(Exercise description): Show each line of the records below that contains the word "background".

(Material shown):
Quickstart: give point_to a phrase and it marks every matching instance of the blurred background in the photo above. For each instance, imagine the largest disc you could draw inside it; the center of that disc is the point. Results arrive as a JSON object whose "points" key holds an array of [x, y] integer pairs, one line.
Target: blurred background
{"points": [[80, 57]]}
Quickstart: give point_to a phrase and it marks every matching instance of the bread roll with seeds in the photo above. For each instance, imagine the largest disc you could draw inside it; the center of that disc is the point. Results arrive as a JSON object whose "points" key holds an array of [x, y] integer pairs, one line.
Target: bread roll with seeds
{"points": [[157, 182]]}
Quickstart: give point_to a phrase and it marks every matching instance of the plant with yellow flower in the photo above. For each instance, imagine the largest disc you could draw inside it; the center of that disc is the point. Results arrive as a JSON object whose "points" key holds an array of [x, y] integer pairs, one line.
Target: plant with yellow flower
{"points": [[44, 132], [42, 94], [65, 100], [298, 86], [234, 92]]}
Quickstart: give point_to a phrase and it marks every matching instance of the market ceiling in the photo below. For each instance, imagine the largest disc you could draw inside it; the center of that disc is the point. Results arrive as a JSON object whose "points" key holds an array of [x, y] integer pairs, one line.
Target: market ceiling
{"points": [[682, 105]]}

--

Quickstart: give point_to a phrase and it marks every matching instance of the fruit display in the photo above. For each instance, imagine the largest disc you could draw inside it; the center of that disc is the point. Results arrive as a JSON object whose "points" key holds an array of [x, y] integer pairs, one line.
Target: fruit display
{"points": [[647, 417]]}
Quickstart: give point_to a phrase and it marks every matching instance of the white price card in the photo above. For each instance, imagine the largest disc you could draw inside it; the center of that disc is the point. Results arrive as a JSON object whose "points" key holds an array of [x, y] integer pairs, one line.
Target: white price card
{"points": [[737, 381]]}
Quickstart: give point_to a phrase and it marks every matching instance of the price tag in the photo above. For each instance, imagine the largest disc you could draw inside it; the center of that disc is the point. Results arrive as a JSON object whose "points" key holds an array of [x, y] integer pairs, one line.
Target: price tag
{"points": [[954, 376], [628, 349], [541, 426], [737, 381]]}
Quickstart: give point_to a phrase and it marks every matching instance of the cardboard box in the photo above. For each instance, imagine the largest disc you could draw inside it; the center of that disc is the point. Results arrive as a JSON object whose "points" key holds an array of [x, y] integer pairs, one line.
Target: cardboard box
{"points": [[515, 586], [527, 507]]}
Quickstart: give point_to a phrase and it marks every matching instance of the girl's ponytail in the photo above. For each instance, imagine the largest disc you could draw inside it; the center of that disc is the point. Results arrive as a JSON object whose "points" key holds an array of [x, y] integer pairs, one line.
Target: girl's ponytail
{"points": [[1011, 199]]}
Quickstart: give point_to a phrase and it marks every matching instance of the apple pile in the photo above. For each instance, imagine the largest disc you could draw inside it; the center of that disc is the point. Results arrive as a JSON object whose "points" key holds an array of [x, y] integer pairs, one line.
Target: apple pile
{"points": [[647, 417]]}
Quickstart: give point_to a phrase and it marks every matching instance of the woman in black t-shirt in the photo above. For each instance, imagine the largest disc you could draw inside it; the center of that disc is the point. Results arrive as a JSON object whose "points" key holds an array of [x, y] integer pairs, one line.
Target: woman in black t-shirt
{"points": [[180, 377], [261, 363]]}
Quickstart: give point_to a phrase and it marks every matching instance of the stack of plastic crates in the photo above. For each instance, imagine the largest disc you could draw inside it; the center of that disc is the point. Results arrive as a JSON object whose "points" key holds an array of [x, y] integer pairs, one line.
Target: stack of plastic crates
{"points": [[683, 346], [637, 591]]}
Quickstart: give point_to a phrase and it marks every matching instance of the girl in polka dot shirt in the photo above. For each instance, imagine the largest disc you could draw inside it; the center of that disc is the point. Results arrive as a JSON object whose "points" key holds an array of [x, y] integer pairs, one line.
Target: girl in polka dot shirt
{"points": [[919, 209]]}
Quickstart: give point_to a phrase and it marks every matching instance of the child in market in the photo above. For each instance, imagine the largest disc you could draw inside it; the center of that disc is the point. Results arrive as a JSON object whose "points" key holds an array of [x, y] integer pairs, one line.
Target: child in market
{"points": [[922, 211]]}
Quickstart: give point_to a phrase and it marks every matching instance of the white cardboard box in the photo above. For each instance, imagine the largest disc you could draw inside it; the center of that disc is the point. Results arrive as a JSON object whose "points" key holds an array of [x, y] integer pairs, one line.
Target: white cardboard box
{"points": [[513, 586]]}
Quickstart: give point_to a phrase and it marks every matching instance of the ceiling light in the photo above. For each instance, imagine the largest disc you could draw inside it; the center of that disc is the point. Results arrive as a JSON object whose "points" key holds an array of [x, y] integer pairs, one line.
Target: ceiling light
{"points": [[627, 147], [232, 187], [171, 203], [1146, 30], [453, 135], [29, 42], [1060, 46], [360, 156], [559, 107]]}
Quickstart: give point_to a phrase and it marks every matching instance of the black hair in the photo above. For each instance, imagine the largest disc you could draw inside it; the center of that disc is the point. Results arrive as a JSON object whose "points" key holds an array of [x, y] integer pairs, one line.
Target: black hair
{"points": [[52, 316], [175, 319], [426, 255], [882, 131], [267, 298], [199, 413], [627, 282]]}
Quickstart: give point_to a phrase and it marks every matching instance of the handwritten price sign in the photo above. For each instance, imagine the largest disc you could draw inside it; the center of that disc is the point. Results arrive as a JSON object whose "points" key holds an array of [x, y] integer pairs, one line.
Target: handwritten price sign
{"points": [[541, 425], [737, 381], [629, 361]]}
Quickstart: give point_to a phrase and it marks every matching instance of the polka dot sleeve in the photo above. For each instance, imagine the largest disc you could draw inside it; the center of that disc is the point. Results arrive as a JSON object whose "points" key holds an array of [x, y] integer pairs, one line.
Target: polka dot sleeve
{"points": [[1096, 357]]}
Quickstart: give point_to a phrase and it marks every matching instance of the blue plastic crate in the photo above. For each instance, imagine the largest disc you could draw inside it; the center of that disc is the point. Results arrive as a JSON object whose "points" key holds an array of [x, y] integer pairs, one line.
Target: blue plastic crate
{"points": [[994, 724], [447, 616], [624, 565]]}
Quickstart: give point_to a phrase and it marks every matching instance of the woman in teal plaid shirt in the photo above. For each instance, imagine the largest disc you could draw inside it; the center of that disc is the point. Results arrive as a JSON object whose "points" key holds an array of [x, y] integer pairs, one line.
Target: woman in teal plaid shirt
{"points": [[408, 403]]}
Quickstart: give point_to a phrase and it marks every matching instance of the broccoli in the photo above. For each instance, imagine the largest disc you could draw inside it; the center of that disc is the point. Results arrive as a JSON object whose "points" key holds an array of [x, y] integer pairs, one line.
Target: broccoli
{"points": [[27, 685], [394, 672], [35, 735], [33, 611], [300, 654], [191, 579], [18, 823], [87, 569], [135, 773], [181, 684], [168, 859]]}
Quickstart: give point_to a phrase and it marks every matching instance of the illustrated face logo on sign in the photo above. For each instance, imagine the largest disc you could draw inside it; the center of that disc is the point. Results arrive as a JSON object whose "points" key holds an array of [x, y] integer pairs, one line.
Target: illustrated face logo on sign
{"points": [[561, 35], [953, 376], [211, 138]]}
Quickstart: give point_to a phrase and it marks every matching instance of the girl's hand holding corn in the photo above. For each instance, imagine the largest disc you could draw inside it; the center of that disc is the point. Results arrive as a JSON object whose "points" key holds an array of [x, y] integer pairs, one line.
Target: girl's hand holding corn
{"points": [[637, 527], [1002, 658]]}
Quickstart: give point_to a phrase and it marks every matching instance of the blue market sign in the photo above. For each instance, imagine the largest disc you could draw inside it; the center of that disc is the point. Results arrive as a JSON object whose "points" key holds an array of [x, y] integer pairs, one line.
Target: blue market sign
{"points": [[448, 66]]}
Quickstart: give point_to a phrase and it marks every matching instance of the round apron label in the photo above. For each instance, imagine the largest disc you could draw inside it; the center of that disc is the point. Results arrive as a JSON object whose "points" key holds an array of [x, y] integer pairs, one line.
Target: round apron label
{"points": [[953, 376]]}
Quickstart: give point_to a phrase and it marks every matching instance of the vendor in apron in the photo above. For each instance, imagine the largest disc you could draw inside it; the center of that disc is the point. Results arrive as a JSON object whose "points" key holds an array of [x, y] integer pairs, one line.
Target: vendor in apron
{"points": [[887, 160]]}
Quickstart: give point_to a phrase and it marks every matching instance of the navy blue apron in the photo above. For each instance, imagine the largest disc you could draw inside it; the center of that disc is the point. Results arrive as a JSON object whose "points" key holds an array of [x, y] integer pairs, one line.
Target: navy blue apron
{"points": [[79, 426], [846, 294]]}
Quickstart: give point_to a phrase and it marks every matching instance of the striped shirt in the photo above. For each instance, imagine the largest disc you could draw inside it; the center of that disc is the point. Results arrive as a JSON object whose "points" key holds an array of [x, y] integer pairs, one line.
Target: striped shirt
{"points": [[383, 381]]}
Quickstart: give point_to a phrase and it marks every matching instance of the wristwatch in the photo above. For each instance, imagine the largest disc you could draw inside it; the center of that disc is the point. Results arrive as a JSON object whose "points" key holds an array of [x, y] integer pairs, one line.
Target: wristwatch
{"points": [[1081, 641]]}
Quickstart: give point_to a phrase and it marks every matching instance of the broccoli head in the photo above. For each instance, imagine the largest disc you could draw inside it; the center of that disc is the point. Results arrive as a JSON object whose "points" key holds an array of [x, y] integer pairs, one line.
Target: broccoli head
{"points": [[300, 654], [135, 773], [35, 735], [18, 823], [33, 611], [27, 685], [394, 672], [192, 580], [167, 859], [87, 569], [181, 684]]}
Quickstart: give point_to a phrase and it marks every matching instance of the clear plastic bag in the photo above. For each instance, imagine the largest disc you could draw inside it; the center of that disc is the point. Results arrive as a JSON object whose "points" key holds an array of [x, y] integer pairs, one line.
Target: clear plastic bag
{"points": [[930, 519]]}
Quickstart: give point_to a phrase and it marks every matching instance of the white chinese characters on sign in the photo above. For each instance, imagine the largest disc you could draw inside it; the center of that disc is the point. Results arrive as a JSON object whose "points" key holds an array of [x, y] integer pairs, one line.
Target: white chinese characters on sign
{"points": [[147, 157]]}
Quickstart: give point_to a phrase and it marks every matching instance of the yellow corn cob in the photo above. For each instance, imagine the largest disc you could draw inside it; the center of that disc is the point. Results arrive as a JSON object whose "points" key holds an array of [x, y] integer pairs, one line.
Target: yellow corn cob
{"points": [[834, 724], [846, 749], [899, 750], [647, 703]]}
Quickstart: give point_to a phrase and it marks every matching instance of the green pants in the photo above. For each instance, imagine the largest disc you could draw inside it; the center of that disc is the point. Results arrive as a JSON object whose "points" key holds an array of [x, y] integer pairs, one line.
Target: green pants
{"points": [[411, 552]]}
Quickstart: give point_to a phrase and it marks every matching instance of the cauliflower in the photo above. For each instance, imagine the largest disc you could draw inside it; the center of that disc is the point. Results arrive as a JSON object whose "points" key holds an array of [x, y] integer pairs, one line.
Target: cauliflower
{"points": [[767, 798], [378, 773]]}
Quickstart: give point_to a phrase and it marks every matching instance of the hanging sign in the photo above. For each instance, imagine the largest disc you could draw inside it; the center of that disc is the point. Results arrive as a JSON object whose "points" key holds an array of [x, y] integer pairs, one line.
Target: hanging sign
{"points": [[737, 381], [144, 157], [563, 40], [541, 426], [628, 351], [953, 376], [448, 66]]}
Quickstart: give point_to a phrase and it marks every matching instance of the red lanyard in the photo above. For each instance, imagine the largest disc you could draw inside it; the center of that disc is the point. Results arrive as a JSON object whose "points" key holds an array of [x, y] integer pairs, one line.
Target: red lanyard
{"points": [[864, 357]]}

(Written answer):
Quickstart: give point_to a phrase and it marks every matching instance of the blurred background in the photo above. For each instance, imagine the largest disc you could draw inside it; the center of that disc is the point. Results arrive as a JSON object whose "points" key holds an array of [x, y] integer pairs, one line.
Target: blurred background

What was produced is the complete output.